• _Document segment_:
A longitudinal study among patients receiving opioid agonist therapy (OAT) uncovered a reduced risk of exposure to fentanyl among those who had recently used cannabis. The findings, published in the journal Drug and Alcohol Dependence, lend preliminary support for controlled cannabinoid administration as a possible addition to OAT.
In the United States and Canada, the opioid crisis continues to be a serious public health issue that is exacerbated by the increased presence of illicitly-manufactured fentanyl in the unregulated drug supply. Fentanyl is a highly potent synthetic pain medication that is between 50 and 100 times stronger than morphine. Serious danger arises when opioid users unknowingly consume drugs that are laced with fentanyl, increasing their risk of overdose and death.
Opioid agonist therapy is the leading treatment for people seeking relief from opioid addiction, where patients are given controlled doses of opioid agonists to weaken withdrawal side effects and lower their risk of overdosing. But there is evidence that patients continue to use unregulated opioids during therapy, suggesting the risk of fentanyl exposure remains.

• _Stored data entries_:
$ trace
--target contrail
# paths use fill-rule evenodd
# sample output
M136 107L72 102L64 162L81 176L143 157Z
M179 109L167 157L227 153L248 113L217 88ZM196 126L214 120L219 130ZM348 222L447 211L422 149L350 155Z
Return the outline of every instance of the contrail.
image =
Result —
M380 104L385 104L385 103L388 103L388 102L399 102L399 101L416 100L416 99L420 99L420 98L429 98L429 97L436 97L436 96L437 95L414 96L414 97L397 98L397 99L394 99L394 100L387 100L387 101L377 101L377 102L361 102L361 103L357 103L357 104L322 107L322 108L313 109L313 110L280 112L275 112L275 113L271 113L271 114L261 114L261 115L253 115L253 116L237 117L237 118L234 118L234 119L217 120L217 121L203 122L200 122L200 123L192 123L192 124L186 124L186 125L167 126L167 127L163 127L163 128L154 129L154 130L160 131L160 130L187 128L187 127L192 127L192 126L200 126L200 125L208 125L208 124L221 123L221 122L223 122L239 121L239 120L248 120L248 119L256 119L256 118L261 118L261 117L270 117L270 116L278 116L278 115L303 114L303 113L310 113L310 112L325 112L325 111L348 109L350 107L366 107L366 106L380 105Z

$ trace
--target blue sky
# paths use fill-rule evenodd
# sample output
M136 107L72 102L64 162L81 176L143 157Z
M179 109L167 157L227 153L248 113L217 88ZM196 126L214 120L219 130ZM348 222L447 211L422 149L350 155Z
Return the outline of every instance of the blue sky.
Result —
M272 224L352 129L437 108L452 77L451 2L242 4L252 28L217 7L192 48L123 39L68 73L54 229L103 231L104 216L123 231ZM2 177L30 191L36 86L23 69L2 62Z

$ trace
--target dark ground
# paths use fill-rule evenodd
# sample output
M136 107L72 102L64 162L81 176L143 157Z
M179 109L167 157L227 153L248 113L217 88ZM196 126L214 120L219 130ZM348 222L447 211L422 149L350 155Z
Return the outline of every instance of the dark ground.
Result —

• _Your tasks_:
1: Please condense the paragraph of the cannabis and fentanyl article that begins "In the United States and Canada" into a shorter version that keeps its main facts.
2: Reproduce the stretch of the cannabis and fentanyl article from "In the United" through "overdose and death.", substituting "public health problem" for "public health issue".
3: Extend the cannabis and fentanyl article from the point where it stops.

• _Written responses_:
1: In the United States and Canada, the opioid crisis remains a serious public health issue, made worse by illicitly-manufactured fentanyl in the unregulated drug supply. Fentanyl is a synthetic pain medication 50 to 100 times stronger than morphine, and opioid users who unknowingly take drugs laced with it face a higher risk of overdose and death.

2:
In the United States and Canada, the opioid crisis continues to be a serious public health problem that is exacerbated by the increased presence of illicitly-manufactured fentanyl in the unregulated drug supply. Fentanyl is a highly potent synthetic pain medication that is between 50 and 100 times stronger than morphine. Serious danger arises when opioid users unknowingly consume drugs that are laced with fentanyl, increasing their risk of overdose and death.

3:
A research team led by Eugenia Socías was sparked by a collection of evidence linking cannabis use to reduced use of opioids. Importantly, they wanted to explore whether cannabis use would be associated with reduced fentanyl exposure among patients in OAT. To do this, they conducted a study in Vancouver, Canada — a city facing a serious opioid crisis and a fentanyl-contaminated drug supply.
The study sample consisted of 819 patients in OAT who were between the ages of 38 and 55. The participants were observed over a period of about two years, which included in-person interviews and urine drug tests at the start of the study and every six months thereafter.
The urine test results were used as indicators of recent cannabis use or fentanyl exposure. At baseline, fentanyl exposure was common, with the pain killer being detected in 53% of participants. Also at baseline, fentanyl exposure was lower among those with tetrahydrocannabinol (THC) in their system.
Moreover, in the longitudinal model, recent cannabis use was associated with a lower likelihood of being exposed to fentanyl. This was true even after accounting for numerous covariates such as type of OAT, exposure to other opioids, and exposure to structural factors like incarceration and homelessness.
Socías and her team acknowledge that their findings reveal an association between cannabis use and reduced exposure to fentanyl but cannot be taken as evidence that one causes the other. However, the results are in line with emerging evidence that cannabis use is tied to reduced use of opioids among people who use illicit drugs.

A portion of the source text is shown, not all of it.